━━ Dataset rows ━━
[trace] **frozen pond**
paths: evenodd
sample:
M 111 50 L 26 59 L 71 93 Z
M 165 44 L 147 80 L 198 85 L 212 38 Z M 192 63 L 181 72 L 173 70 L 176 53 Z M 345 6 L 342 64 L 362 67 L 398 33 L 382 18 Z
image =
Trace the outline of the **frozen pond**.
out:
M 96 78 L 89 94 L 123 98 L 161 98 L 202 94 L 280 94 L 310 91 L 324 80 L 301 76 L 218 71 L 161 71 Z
━━━
## Task objective
Quote every line of the records above word for word, without changing anything.

## Exercise result
[trace] **frozen pond**
paths: evenodd
sample:
M 111 50 L 26 59 L 71 93 Z
M 165 44 L 147 80 L 198 85 L 212 38 Z M 192 63 L 181 72 L 173 70 L 176 53 Z M 345 6 L 342 64 L 362 67 L 398 33 L 382 18 Z
image =
Trace the outline of the **frozen pond**.
out:
M 96 78 L 89 94 L 123 98 L 161 98 L 202 94 L 280 94 L 310 91 L 324 80 L 301 76 L 218 71 L 161 71 Z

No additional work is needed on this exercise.